▸ **Quoted passage**
# # # # # # #

A surety or indorser for a bankrupt is a creditor within the meaning of Bankr. Act July 1, 1898, c. 541, 30 Stat. 544 [U. S. Comp. St. 1901, p.


Where the president of a corporation was an indorser on its notes given to a bank, and with knowledge of its insolvency and within four months prior to its bankruptcy caused it to pay the notes with intent to relieve himself from liability and to secure an advantage over other creditors, a preference was given which may be recovered from him by the trustee under Bankr. Act July 1, 1898, c. 541, § 60b, 30 Stat. 562 [U. S. Comp. St. 1901, p. 3445), as amended by Act Feb. 5, 1903, c. 487, § 13, 32 Stat. 799 [U. S. Comp. St. Supp. 1907, p. 1031].

In Error to the District Court of the United States for the Eastern District of Missouri.

B. Schnurmacher and William A. Kinnerk, for plaintiff in error.
Warren Hilton, for defendant in error.
Before SANBORN, HOOK, and ADAMS, Circuit Judges.

# # # # # # #

▸ **Information supplied**
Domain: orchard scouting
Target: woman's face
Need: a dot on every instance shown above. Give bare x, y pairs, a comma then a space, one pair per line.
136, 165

# # # # # # #

▸ **Work instructions**
In the bankruptcy case excerpt above, who is named as counsel for the defendant in error?

▸ **The response**
Warren Hilton